Stored items from a collection
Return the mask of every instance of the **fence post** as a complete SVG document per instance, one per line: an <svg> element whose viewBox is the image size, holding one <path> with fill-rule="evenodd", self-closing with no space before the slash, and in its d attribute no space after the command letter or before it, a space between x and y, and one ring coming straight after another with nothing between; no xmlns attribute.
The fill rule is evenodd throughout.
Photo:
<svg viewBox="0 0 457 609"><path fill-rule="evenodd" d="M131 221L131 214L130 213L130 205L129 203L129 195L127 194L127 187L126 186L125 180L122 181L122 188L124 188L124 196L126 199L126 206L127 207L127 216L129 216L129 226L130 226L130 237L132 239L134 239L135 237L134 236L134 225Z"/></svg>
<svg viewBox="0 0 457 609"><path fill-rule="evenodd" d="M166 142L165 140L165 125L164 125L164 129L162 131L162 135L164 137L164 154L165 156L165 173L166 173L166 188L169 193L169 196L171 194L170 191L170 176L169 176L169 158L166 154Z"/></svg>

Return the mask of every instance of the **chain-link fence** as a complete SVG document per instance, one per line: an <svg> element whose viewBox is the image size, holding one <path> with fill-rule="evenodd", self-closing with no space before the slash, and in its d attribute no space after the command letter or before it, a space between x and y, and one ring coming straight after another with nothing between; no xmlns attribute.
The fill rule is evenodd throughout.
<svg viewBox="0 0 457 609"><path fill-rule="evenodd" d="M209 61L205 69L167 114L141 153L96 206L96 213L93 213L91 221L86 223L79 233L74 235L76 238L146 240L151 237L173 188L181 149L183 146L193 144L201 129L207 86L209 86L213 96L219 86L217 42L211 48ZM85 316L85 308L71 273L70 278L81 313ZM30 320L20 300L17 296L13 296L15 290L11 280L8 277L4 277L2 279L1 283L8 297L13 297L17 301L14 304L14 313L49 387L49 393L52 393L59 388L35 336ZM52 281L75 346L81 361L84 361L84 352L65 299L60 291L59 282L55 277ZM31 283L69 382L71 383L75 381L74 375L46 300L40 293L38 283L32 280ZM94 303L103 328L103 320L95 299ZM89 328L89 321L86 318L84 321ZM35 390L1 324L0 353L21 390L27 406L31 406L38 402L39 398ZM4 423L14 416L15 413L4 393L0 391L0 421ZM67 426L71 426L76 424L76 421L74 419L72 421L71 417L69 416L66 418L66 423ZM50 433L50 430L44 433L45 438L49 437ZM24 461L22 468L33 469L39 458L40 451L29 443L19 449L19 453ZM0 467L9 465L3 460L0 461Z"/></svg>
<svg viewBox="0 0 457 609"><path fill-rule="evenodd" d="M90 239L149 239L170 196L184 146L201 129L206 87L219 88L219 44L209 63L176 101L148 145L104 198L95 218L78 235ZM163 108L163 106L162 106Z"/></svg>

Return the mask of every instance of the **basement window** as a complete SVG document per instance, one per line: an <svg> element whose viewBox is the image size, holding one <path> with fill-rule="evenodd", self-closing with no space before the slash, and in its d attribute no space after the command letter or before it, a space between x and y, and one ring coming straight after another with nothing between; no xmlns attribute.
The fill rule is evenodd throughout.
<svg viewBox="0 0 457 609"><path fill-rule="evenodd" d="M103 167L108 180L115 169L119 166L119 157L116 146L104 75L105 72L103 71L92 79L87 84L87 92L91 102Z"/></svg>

• BRIEF:
Arrange all the rows above as a two-column CSV with the columns input and output, one line for each row. Put its text and its answer each in one quoted field, with line breaks replaced by spaces.

• REPLY TO THE EXERCISE:
input,output
"Return the mask of every instance of the **fence post** as a complete SVG document per instance, one per line: an <svg> element whose viewBox is the image size, holding one <path> with fill-rule=""evenodd"", self-closing with no space before the slash, and in its d attribute no space after the command letter or before it, a space between x and y, and one ring coming straight after another with nothing between; no xmlns attribute. The fill rule is evenodd throughout. Photo:","<svg viewBox=""0 0 457 609""><path fill-rule=""evenodd"" d=""M131 221L131 214L130 213L130 205L129 203L129 195L127 194L127 187L126 186L125 180L122 181L122 188L124 188L124 196L126 199L126 206L127 207L127 216L129 216L129 226L130 226L130 237L132 239L134 239L135 237L134 236L134 225Z""/></svg> <svg viewBox=""0 0 457 609""><path fill-rule=""evenodd"" d=""M166 142L165 140L165 125L164 125L164 129L162 131L162 135L164 137L164 154L165 156L165 173L166 173L166 188L169 193L169 196L171 194L170 191L170 176L169 176L169 158L166 154Z""/></svg>"
"Return the mask of every instance of the **chain-link fence** as a complete SVG document per instance, one per line: an <svg> element whose viewBox is the image size, holding one <path> with fill-rule=""evenodd"", self-closing with no space before the slash, and in its d attribute no space after the command letter or before it, a space between x and y, and one ring coming straight after another with nothing between; no xmlns attribute. The fill rule is evenodd throughout.","<svg viewBox=""0 0 457 609""><path fill-rule=""evenodd"" d=""M209 61L205 69L167 114L141 153L96 206L96 213L93 213L91 221L86 223L79 233L74 235L76 238L146 240L151 237L173 188L181 149L183 146L193 144L201 129L207 86L209 86L213 96L219 86L217 42L211 48ZM85 316L85 308L71 273L70 278L81 313ZM30 320L20 300L17 296L13 296L15 290L11 280L8 277L4 277L2 279L1 283L8 297L13 297L17 301L14 304L14 313L49 387L49 393L52 393L59 388L35 336ZM52 281L75 346L81 361L84 361L84 352L65 299L60 291L59 282L55 277ZM31 283L69 382L71 383L75 381L74 375L46 300L40 293L38 283L32 280ZM94 303L103 328L103 320L95 299ZM89 328L89 321L86 318L84 321ZM35 390L1 324L0 353L21 390L27 406L31 406L38 402L39 398ZM4 423L14 416L15 413L4 393L0 391L0 421ZM67 426L71 426L76 424L76 421L74 419L72 421L71 417L69 416L66 418L66 423ZM50 433L50 430L44 433L45 438L49 437ZM24 461L22 468L33 469L39 458L40 451L29 443L19 449L19 453ZM0 467L9 465L3 460L0 461Z""/></svg> <svg viewBox=""0 0 457 609""><path fill-rule=""evenodd"" d=""M90 239L149 239L170 196L184 146L201 129L206 87L219 88L219 44L209 63L176 101L148 145L104 198L95 218L78 235ZM163 108L163 106L162 106Z""/></svg>"
"Return the mask of every instance of the **basement window** as a complete SVG document per instance, one per line: an <svg> element whose viewBox is the image size, holding one <path> with fill-rule=""evenodd"", self-closing with no space before the slash, and in its d attribute no space after the command letter or before it, a space between x and y, and one ring coming straight after another with nothing between; no xmlns attribute. The fill rule is evenodd throughout.","<svg viewBox=""0 0 457 609""><path fill-rule=""evenodd"" d=""M103 167L108 180L115 169L119 166L119 157L116 146L104 75L105 72L103 71L92 79L87 84L87 92L91 102Z""/></svg>"